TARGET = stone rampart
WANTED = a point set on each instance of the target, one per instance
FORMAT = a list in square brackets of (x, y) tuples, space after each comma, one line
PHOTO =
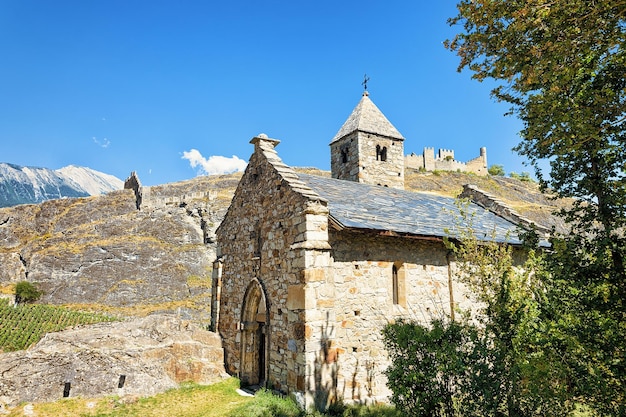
[(444, 161)]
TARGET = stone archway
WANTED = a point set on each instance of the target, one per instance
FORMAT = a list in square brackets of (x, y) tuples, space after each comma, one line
[(254, 335)]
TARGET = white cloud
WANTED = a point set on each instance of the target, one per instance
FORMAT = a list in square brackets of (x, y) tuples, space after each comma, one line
[(214, 164), (104, 143)]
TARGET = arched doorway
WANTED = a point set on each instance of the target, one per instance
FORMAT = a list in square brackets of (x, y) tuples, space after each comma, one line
[(254, 336)]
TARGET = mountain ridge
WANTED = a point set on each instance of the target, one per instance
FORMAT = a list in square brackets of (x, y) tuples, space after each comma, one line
[(32, 185)]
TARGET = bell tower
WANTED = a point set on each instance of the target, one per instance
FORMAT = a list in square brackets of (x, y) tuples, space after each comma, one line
[(368, 148)]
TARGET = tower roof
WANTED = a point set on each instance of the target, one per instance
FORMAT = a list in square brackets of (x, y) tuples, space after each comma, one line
[(366, 117)]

◆ **SET TASK**:
Turn every line of the records above into a numbered list, skipping any blank lines and leaving out the picture.

◆ **RESPONSE TO THIS EXERCISE**:
1. TARGET = stone rampart
2. WANTED = a point set on each instance of the target, one per instance
3. FORMAT = a list in square brackets of (x, y) tuples, space after each comma, one line
4. PHOTO =
5. [(444, 161)]
6. TARGET = stone archway
7. WANTED = a point set on each instance of the target, one per instance
8. FORMAT = a list in square brackets of (x, y) tuples, space after each comma, one line
9. [(254, 335)]
10. TARGET = white cloud
11. WANTED = a point set on each instance of the target, one per instance
12. FORMAT = a list in square brackets of (x, y) tuples, space after each comma, one line
13. [(214, 164), (104, 143)]
14. TARGET = arched doorway
15. WANTED = a point set on each instance of the target, one per instance
16. FORMAT = a list in square brackets of (x, y) tuples, space after each comma, one line
17. [(254, 336)]
18. TARGET = mountain ridge
19. WANTED = a point set on each instance of the target, one per instance
20. FORMAT = a list in square brackets of (x, y) tuples, space after each comma, one line
21. [(32, 185)]
22. TARGET = bell tower
23. WANTED = a point set on each instance of the target, one per instance
24. FORMAT = a list in square brackets of (x, y) tuples, space after each comma, one line
25. [(368, 148)]
26. TARGET = tower roof
27. WANTED = a point set on each instance of the target, one per instance
28. FORMAT = a list in square brackets of (x, y) tuples, space after each comma, one line
29. [(366, 117)]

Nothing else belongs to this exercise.